### Extracted data entries:
****************
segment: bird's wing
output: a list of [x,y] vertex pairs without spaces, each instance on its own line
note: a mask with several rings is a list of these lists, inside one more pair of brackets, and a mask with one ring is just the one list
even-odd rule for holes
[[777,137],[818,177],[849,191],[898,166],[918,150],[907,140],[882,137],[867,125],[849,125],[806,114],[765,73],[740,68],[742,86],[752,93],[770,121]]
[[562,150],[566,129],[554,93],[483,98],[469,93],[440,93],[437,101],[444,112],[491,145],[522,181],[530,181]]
****************
### OBJECTIVE:
Render every line of the listing above as a Markdown table with two columns, "Row" for the line number and "Line" for the text, and skip any blank lines.

### RESULT:
| Row | Line |
|---|---|
| 1 | segment: bird's wing |
| 2 | output: a list of [x,y] vertex pairs without spaces, each instance on its own line |
| 3 | note: a mask with several rings is a list of these lists, inside one more pair of brackets, and a mask with one ring is just the one list |
| 4 | even-odd rule for holes |
| 5 | [[777,137],[818,177],[849,191],[898,166],[918,150],[907,140],[882,137],[867,125],[849,125],[806,114],[765,73],[740,68],[742,86],[752,93],[770,121]] |
| 6 | [[562,150],[566,129],[554,93],[483,98],[469,93],[440,93],[437,101],[444,112],[491,145],[522,181],[530,181]] |